Mon père ce héros
J’ai écrit ce texte il y a quelques années déjà, un jour d’anniversaire de sa disparition. Depuis, bien des choses ont changé. Comme à l’égard de ma génitrice, je n’éprouve plus de rancoeur ou de colère vis à vis de mon « père ». Je n’éprouve plus rien du tout d’ailleurs. Il me paraissait simplement évident qu’il soit posté ici, pour faire écho à un autre texte publié ici-même il y a quelques jours « Ma mère cette héroïne ».
Il y a d’abord eu le roadtrip en 2018, sur les terres du passé et de ses souvenirs, de ses fantômes parfois. Il y a eu aussi l’approche de l’anniversaire de mon fils aîné, qui fêtait cette fois-ci ses 18 ans. J’ai commencé à lui écrire une nouvelle lettre, que je lui donnerai un jour. Si au départ je me suis demandé ce que je pourrais bien mettre dedans, j’ai rapidement trouvé la réponse à mon interrogation : si je parlais de la fierté que j’ai d’être père, qu’il soit mon fils ? Un bon début je trouve. Et puis est venu la question de l’héritage, de la transmission.
Mais il y a aussi cette date, celle qui précède de 2 jours l’anniversaire de mon fils. Celle du décès de mon « père ». Du coup, puisqu’il est question d’héritage, de transmission, de souvenir, c’est tout naturellement que l’idée de ce billet s’est imposée à mon esprit. Parler de mon père, c’est quelque chose que je n’avais pas forcément faite jusqu’à présent, voire pas du tout.
Pour planter le décor, mon « père» est né au Maroc, d’un père breton garde forestier en poste à Meknès, et d’une mère vosgienne sans profession. Une fois rentré en France, toute la famille s’installe en Bretagne, d’abord dans la forêt du Folgoät, puis à Plouhinec (Finistère). En 1970 il intègre l’école des sous-officiers de l’armée de terre à Saint-Maixent. Première affection : la banlieue lyonnaise. Lorsqu’il rencontre ma mère, c’est un pur hasard. L’un de ses copains de régiment est marié à ma tante, chez qui je suis en nourrice. Il nous prendra tous les deux sous son aile, et nous donnera son nom de famille.
Sorti sergent, il grimpe un à un les échelons et se spécialise dans le génie, et plus particulièrement dans le déminage. En 1989, il part au Pakistan pour une mission de 4 mois former des moudjahidines aux techniques de recherches, d’extraction et de destructions d’engins explosifs, suite au retrait des russes du territoire afghan. Il prend à son retour le commandement de la cellule de déminage de la région militaire strasbourgeoise. Toujours dans ce cadre, il part diriger une cellule de déminage à Sarajevo en 1995, pendant le conflit en ex-Yougoslavie. Il n’en reviendra pas.

--- Défi ---
D'après l'extrait de page, quelle école le père intègre-t-il en 1970 ?

--- Informations fournies ---
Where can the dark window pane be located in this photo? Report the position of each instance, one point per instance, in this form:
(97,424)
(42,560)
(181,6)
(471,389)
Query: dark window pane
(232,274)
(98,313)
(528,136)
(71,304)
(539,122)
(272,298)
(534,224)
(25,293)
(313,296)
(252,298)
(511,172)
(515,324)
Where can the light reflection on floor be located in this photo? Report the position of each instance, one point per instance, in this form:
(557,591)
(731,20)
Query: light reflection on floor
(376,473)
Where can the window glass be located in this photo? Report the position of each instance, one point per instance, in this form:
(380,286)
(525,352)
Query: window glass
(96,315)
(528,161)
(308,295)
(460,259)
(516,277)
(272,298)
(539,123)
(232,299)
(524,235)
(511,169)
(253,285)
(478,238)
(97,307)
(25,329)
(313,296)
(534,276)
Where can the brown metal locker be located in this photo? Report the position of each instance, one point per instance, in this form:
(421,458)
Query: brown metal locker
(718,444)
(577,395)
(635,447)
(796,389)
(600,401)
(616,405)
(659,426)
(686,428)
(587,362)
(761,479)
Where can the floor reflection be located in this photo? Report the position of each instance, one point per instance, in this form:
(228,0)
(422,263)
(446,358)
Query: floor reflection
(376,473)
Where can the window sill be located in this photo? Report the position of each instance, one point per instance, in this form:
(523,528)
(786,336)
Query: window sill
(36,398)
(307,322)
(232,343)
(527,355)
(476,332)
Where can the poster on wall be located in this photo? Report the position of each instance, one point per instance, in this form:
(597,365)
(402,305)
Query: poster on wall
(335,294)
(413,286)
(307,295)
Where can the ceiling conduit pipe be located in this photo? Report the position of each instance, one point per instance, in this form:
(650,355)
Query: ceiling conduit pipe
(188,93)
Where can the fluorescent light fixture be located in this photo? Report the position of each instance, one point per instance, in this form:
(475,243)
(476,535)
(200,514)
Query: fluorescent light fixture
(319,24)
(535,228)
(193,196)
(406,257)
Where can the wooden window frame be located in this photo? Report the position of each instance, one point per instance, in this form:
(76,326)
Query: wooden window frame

--- Résultat ---
L'école des sous-officiers de l'armée de terre à Saint-Maixent.